- Supplied data
************
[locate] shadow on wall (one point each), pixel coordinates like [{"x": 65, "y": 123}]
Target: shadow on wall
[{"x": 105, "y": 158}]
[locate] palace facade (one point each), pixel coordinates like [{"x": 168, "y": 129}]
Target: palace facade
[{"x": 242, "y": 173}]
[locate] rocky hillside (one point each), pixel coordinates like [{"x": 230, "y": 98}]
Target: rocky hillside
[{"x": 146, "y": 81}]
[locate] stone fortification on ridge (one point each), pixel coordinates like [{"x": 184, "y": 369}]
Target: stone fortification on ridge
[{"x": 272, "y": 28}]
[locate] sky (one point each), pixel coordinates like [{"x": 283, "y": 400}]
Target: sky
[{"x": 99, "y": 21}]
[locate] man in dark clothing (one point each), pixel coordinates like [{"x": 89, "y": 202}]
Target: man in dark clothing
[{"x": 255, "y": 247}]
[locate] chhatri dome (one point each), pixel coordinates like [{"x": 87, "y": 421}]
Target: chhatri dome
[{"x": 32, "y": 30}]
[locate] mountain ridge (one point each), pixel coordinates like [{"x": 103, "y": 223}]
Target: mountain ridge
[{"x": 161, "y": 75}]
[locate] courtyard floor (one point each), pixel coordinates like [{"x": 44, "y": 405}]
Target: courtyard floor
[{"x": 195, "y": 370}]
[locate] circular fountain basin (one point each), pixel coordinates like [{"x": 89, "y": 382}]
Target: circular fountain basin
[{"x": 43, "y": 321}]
************
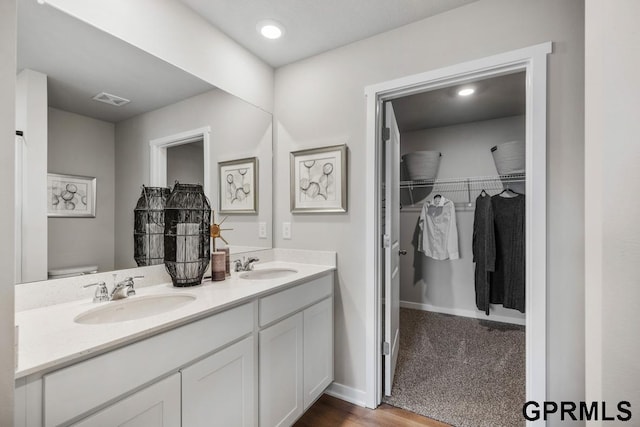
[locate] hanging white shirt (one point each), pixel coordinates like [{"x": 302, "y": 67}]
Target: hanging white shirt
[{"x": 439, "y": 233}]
************
- Given instruction
Which lines of the material contain the string "courtyard"? Show each of those lines in full, counting a match only when its case is the same.

- Final result
[locate] courtyard floor (one point each), pixel coordinates like [{"x": 44, "y": 405}]
Target: courtyard floor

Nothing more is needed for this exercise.